** Start of DATA SUPPLIED **
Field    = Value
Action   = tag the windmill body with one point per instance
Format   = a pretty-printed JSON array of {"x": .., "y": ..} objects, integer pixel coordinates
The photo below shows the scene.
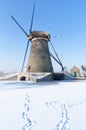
[{"x": 39, "y": 59}]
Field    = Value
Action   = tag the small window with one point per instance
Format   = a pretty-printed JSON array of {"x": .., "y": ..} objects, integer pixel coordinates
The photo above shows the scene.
[{"x": 23, "y": 78}]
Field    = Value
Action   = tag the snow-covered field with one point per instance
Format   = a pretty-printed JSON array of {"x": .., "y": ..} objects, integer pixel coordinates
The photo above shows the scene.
[{"x": 59, "y": 105}]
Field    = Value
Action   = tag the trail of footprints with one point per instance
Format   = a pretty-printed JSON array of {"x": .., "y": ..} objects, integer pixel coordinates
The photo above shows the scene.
[{"x": 58, "y": 106}]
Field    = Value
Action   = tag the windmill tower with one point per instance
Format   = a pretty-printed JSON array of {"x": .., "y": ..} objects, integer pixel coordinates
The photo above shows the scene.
[
  {"x": 39, "y": 60},
  {"x": 39, "y": 63}
]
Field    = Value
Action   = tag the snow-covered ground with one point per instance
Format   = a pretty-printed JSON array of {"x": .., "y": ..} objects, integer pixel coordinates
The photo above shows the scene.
[{"x": 59, "y": 105}]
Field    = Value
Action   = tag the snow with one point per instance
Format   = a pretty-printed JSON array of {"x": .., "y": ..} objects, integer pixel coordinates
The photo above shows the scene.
[{"x": 59, "y": 105}]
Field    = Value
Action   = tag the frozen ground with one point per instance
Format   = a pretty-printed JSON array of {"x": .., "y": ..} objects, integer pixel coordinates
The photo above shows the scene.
[{"x": 43, "y": 106}]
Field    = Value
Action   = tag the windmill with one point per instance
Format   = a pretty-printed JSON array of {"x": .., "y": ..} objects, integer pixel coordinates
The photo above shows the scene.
[{"x": 39, "y": 59}]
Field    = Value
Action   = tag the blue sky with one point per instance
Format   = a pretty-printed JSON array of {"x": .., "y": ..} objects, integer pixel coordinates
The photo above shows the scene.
[{"x": 65, "y": 19}]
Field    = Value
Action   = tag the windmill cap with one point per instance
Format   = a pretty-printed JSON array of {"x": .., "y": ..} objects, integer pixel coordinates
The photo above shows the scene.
[{"x": 39, "y": 34}]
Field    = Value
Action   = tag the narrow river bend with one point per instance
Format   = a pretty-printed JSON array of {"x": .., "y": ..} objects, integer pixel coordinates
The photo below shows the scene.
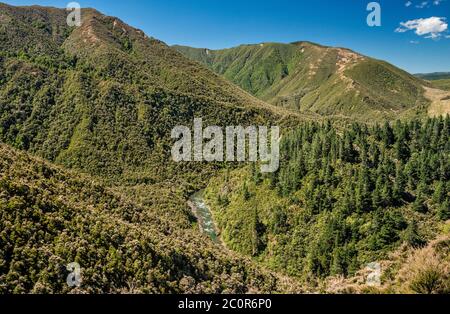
** End of DATA SUPPLIED **
(TASK GOAL)
Show every line of the records that contains the string "with". Case counts.

(RESULT OF THE EXERCISE)
Action   = tag the windmill body with one point per instance
Action   = tag the small window with one point per instance
Action   = tag the snow-covered field with one point per instance
Action   = tag the trail of footprints with one point per instance
Action   = tag the windmill tower with one point per instance
Action   = tag the snow-covered ground with one point per instance
Action   = tag the snow with one point per instance
Action   = tag the frozen ground with one point per instance
Action   = tag the windmill with one point per instance
Action   = tag the blue sky with one point per instance
Action   = tag the windmill cap with one point per instance
Action   = tag the narrow river bend with one point per instance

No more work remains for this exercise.